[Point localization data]
————————
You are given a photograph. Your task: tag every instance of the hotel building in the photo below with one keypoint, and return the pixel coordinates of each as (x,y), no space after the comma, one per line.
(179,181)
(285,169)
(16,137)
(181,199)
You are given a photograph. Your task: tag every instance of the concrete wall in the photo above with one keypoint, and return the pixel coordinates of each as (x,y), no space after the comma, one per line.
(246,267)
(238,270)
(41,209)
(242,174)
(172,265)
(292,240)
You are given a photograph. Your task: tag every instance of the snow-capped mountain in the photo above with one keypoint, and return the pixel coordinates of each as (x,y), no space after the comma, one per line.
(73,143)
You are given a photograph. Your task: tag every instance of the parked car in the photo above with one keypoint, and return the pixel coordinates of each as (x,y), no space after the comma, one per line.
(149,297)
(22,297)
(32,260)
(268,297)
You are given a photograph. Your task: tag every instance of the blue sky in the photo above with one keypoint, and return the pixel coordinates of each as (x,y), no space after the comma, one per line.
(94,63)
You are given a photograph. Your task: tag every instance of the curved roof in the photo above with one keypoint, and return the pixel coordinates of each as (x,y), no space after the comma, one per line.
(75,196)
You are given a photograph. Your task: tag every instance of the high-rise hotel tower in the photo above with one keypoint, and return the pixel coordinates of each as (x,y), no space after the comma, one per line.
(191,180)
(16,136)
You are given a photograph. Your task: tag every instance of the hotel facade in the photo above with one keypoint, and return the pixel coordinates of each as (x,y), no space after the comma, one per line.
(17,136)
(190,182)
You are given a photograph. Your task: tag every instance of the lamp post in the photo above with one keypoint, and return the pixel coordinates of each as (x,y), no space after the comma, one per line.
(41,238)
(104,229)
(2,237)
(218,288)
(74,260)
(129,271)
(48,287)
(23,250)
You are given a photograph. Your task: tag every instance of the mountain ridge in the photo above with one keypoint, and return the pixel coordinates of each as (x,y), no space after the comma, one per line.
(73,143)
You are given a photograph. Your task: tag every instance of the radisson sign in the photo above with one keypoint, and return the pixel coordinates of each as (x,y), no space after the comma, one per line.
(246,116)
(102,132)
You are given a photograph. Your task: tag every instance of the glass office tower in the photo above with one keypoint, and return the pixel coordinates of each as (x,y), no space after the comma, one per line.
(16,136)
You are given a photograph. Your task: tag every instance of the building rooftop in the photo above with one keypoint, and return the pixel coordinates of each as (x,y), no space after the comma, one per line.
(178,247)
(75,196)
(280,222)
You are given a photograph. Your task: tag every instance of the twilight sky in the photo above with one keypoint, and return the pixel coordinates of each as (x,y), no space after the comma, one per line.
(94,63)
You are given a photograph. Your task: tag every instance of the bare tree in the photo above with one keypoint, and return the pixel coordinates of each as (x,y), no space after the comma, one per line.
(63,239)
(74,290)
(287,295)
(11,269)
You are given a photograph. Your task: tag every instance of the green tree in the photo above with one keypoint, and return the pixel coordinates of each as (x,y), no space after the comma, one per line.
————————
- **To do**
Please make the answer a complete, exact reproduction of the records.

- **Answer below**
You are given a photograph. Your task: tag every instance of the hotel building in the photo below with one keypoint, and return the pixel coordinates of each as (x,y), no space after the comma, one per line.
(179,181)
(285,169)
(16,137)
(181,199)
You are given a photograph. Your task: tag every instance of the concrete wall in the photo above with one keypoint, and return the pixel coordinates of each as (x,y), no space after the comma, one per line.
(246,267)
(238,270)
(41,209)
(242,174)
(172,265)
(292,240)
You are given a photograph. Your task: tag every instance of the snow-capped mountain in the photo above with one keypoint, and return the pixel coordinates of each as (x,y), no space after the comma, one per line.
(73,143)
You are given a photograph. Your task: tag every instance of the parked car in the photo above with one keypoint, and return the pixel coordinates of each as (x,y), no space after the comma, one per line.
(149,297)
(22,297)
(32,260)
(268,297)
You are given a photograph. Your task: tag every instance of the blue sky in the photo above with one keypoint, and return the pixel coordinates of each as (x,y), no space after the comma, one per line.
(94,63)
You are given a photograph. Your task: tag every instance of the curved roof in the photo above with one keypoint, and return the pixel coordinates of each as (x,y), no space after the comma, one per line.
(75,196)
You are given a photograph. Your task: tag every instance of the high-rise hotel tower in the photo above with one keypoint, and return the pixel coordinates of each as (x,y), no space after the comma, one per line.
(191,180)
(16,136)
You are given a photograph. Your task: tag every instance of the hotel facade in the photo above with one keypoint, and return the pixel coordinates of each as (x,y), no space after the comma, one per line.
(17,136)
(190,182)
You are given a photograph. Your task: tag every instance of the lamp post in the photo above with one keypoint, and return the pixel coordinates of each as (x,y), no space after the comma, one per line.
(41,238)
(104,229)
(2,237)
(218,288)
(74,260)
(129,271)
(48,287)
(23,250)
You are given a photograph. Your task: tag every instance of the mountain ridge in the photo above with one keypoint, and return the pixel coordinates of each as (x,y), no space after the comma, one per line.
(73,143)
You are given a photograph. Your task: tag every instance of the radisson sign in the photo above with one keypoint, and return the pixel coordinates of each as (x,y), no space after the comma, one per line.
(246,116)
(102,132)
You are given a photograph. Your task: tag every instance of the glass office tower in the photo above with one keypoint, and return the pixel coordinates of each as (x,y), no space after the comma, one per line.
(16,136)
You are given a photograph. Your task: tag every instance of the building rooftop in the photo above with one keypoint, and return the pixel coordinates of each as (x,y), no space after the comma, one per line.
(178,247)
(75,196)
(280,222)
You are given a photograph. Your task: tag every instance of the twilight sky in the photo above with one keypoint, and return the pixel coordinates of each as (x,y), no space after the comma, one per line.
(94,63)
You are given a photograph. Your task: tag every instance of the bare tree in the photo above with one keypoint, and return the pixel coordinates of each as (x,y), no space after the comma, one per line.
(63,239)
(74,290)
(287,295)
(11,269)
You are given a photograph. Your task: tag every instance of the green tree in the photo above with one keypoint, and return the pixel coordinates of each as (x,y), no space after the comma, one per line.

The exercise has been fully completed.